:: DATA ::
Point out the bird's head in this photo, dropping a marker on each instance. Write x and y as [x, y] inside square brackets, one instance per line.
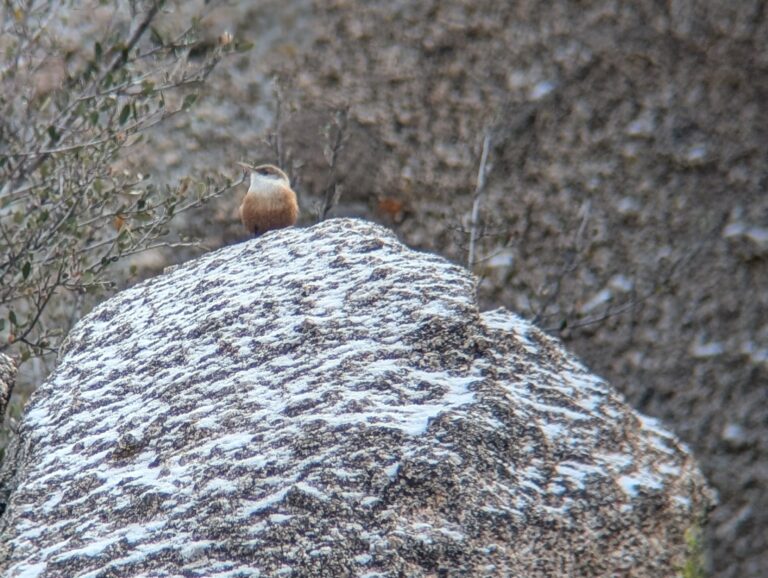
[265, 176]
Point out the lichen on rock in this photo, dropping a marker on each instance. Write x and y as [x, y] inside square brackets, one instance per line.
[327, 402]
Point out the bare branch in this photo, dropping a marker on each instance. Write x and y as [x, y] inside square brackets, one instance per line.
[479, 188]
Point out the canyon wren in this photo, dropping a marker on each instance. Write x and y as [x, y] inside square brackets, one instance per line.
[270, 203]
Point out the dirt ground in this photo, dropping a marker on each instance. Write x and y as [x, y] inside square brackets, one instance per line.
[626, 204]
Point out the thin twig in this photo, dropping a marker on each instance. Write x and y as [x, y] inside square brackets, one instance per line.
[479, 187]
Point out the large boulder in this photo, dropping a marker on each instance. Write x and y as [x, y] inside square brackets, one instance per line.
[327, 402]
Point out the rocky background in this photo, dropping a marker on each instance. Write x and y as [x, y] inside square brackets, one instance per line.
[625, 208]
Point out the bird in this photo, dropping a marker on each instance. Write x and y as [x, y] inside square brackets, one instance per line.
[270, 202]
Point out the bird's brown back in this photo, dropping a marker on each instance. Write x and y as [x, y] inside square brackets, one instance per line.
[265, 212]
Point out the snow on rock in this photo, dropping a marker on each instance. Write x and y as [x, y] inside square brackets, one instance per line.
[327, 402]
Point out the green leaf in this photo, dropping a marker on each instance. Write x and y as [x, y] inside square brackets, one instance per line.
[124, 114]
[189, 100]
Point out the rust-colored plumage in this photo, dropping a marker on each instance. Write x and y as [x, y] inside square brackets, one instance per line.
[270, 203]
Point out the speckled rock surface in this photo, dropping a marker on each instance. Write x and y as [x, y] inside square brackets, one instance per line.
[327, 402]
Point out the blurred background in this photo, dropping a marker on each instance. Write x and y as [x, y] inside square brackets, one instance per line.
[625, 204]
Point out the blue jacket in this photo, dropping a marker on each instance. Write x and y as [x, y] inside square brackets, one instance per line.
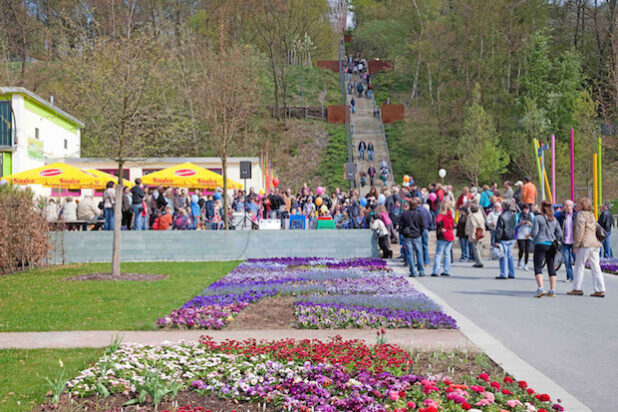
[427, 219]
:::
* _SET TASK_: Omit the pictures. Transcribe every record exactly.

* _REPLY TO THE EXERCISE_:
Point out the bird's head in this photo, dropping a marker on each instance. Write x and y as [x, y] inside square brackets, one instance per line.
[265, 176]
Point out the lichen on rock in this photo, dropping a marker on each instance. Write x and y as [x, y] inside square brackets, one instance per line.
[327, 402]
Point out the bare branch in this photo, dropping a marker on each instance. Write x and y as [x, y] inside square brackets, one instance per line.
[479, 188]
Point out the canyon wren in this photo, dropping a marker on each instance. Write x and y as [x, y] inside square brackets, one instance per line.
[270, 203]
Point out the dirt ground in this photo, dropping a marker on each instance. Write x and y as [x, y] inside square brackets, one instance per line.
[626, 204]
Point out the thin twig in this photo, dropping a marker on each instance. Write x and y as [x, y] inside square brackets, one instance per line.
[479, 187]
Point out the large boulder in this photo, dropping a marker on each instance. Write x and y as [x, y] inside square brackets, one instance per line.
[327, 402]
Point out the rocky background in this photo, dropping a marker on each instance. Write x and y as [x, y] inside square brackets, one instance per line.
[625, 208]
Point out the bird in this photo, dropping a marker on each instance. Write x and y as [x, y] inside square brackets, one instance per line.
[270, 202]
Point out the bird's brown back in this photo, dropping a marker on each instance. Write x and y as [x, y] inside square brackets, one instance per line.
[265, 212]
Point out the snow on rock in this photo, dropping a marker on each instance. Write x and y as [x, y] inside square brackets, one instance per line.
[327, 402]
Point out the green leaf in this photo, dropping a marker on each instance. Write x and y as [x, y] inside square brackets, one instance per line.
[124, 114]
[189, 100]
Point out the rust-colored plumage in this photo, dropping a marker on each instance. Write x and y as [x, y] inside square brackets, one instance per line.
[270, 203]
Point out the speckled rock surface in this photo, dropping a marker on each instance. Write x and y as [x, y] inside square brackets, one instance per line.
[327, 402]
Point out the blurred background in this photo, dropping a marker on each instance. Write x and y as [x, y] inside square brackets, one instance per line.
[625, 204]
Point out the blue jacket in this photo, dropping a marker on each instance. Write x and y as [x, y] inside square brackets, one instance per line.
[427, 219]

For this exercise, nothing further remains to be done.